---------- THE RECORDS ----------

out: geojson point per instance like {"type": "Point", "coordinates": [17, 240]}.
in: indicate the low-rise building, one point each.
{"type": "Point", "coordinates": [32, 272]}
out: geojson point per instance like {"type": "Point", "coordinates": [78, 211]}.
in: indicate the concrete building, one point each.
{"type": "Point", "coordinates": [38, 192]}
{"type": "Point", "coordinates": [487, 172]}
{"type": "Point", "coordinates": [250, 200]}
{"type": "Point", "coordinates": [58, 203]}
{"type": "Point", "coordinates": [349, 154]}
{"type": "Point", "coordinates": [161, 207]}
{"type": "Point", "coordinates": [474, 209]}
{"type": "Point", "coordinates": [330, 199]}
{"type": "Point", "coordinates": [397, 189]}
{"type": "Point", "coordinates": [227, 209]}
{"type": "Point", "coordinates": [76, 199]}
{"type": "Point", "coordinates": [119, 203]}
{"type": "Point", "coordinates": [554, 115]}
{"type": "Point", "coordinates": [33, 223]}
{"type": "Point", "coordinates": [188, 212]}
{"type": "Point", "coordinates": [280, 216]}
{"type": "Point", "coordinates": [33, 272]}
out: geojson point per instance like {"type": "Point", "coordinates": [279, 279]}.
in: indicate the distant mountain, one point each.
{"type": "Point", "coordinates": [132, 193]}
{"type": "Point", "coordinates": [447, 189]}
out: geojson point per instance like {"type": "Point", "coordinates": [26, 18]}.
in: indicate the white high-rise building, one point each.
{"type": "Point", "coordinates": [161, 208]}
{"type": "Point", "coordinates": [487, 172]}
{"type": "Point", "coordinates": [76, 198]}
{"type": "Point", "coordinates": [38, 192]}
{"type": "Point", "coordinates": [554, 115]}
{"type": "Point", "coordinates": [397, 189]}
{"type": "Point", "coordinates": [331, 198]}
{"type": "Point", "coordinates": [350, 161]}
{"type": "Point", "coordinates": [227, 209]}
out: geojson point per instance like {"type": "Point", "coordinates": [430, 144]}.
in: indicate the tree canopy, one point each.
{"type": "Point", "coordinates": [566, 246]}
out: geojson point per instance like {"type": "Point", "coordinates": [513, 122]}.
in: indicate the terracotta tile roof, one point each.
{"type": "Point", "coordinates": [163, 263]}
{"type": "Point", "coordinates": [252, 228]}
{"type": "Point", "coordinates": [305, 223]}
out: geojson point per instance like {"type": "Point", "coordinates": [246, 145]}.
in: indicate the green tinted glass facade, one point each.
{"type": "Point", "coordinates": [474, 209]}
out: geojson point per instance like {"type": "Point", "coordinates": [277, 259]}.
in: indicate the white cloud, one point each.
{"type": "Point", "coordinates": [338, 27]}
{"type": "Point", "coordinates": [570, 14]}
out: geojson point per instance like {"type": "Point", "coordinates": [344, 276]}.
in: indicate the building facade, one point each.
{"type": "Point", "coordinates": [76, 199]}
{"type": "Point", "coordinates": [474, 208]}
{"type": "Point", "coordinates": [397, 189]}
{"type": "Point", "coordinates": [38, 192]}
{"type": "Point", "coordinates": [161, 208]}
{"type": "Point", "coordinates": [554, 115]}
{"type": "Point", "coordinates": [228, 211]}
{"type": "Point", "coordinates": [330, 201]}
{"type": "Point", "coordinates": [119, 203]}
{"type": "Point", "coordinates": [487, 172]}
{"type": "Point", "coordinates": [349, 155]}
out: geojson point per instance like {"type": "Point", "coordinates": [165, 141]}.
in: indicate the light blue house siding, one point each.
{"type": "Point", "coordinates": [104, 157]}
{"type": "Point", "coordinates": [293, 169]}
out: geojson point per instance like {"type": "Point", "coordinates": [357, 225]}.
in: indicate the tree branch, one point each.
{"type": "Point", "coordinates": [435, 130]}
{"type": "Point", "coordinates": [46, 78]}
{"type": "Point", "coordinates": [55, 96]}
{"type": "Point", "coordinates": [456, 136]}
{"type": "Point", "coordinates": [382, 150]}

----------

> **WHAT YOU ARE ASKED TO DO**: In the data above, which lines include "like"? Return those lines.

> **SOLUTION**:
out: geojson point per instance like {"type": "Point", "coordinates": [17, 240]}.
out: geojson point per instance like {"type": "Point", "coordinates": [78, 211]}.
out: geojson point per instance like {"type": "Point", "coordinates": [279, 279]}.
out: geojson point per instance like {"type": "Point", "coordinates": [26, 18]}.
out: geojson point per instance like {"type": "Point", "coordinates": [430, 144]}.
out: geojson point per instance like {"type": "Point", "coordinates": [513, 122]}.
out: geojson point per instance like {"type": "Point", "coordinates": [246, 145]}.
out: geojson point per instance like {"type": "Point", "coordinates": [277, 259]}.
out: geojson point per instance like {"type": "Point", "coordinates": [344, 276]}.
out: geojson point per instance like {"type": "Point", "coordinates": [165, 141]}.
out: geojson point per instance like {"type": "Point", "coordinates": [357, 225]}.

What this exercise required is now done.